======== DATASET RECORDS ========

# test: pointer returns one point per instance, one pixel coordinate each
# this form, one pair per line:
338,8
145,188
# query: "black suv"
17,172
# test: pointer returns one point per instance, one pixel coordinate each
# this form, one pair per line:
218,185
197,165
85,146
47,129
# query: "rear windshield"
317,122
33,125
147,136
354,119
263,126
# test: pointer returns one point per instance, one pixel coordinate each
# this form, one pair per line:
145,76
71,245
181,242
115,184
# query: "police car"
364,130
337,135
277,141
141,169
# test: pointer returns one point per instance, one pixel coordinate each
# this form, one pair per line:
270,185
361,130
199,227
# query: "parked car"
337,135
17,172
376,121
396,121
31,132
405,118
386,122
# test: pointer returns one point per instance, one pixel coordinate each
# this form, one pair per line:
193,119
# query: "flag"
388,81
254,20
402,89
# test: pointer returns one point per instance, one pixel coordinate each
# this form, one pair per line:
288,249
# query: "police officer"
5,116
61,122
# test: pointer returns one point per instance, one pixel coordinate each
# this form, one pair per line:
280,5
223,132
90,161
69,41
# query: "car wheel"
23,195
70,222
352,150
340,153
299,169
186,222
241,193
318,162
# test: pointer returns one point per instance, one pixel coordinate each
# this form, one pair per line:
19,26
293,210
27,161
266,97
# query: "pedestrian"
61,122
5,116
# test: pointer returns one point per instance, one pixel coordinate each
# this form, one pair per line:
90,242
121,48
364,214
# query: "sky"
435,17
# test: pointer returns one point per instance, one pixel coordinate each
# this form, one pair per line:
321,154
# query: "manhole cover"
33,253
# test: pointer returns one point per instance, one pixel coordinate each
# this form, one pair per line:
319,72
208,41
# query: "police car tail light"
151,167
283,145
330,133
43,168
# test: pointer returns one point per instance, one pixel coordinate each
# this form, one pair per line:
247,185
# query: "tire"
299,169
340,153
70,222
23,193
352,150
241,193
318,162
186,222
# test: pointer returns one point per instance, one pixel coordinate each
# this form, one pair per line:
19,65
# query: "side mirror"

========

WORK ITEM: Once you have read the records above, write them out again exactly.

ANSWER TO THE PROBLEM:
# test: pointer returns one point per instance, one pixel coordinate each
# this form, one pair per line:
338,8
145,188
# query: "black suv"
17,172
# test: pointer returns one point per instance, one pixel coordinate each
# this form, one pair per line:
218,185
197,165
85,146
47,129
# query: "rear windshield"
317,122
33,125
147,136
354,119
263,126
# test: pointer returns one point per instance, one pixel coordinate each
# this form, one pair per line:
145,76
71,245
181,242
115,184
# query: "police car"
364,130
337,135
277,141
141,169
# test: pointer returns one point per instance, one pixel coordinate each
# this form, one pair per line:
270,185
361,130
199,227
# query: "parked car"
337,135
17,172
376,121
396,121
31,132
405,118
386,122
# test: pointer returns one point per instance, one pixel coordinate each
# this form, one pair per line:
193,119
# query: "flag"
388,81
254,20
402,89
# test: pointer returns one point per instance, one pixel coordinate each
# this form, one pair per line:
288,249
# query: "police officer"
5,116
61,122
# test: pointer returns one point per instance, one pixel coordinate each
# this form, one pair per line:
280,5
223,132
90,161
69,41
# query: "car wheel"
23,195
70,222
352,150
340,153
299,169
186,222
241,193
318,162
# test: pointer returns one point per instance, one pixel coordinate each
# this form, one pair per line:
19,26
293,210
27,161
266,97
# query: "pedestrian"
61,122
5,116
# test: pointer returns one point per instance, one pixel coordinate each
# this form, one pair per line:
90,242
121,48
364,214
# query: "sky"
435,17
# test: pointer returns one point per instance, one pixel coordinate each
# this form, one pair per line:
321,154
# query: "manhole cover"
33,253
# test: pointer returns one point per instance, one pixel coordinate each
# this form, one pair per line:
319,72
208,41
# query: "police car tail light"
151,167
283,145
330,133
43,168
# test: pointer returns one point per instance, one pixel coordinate each
# this form, one pair per line:
247,185
# query: "tire"
299,169
340,153
70,222
23,193
352,150
241,193
318,162
186,222
# test: pointer returns one point per instance, one pixel coordinate each
# this form, one pair per line:
19,65
# query: "side mirror"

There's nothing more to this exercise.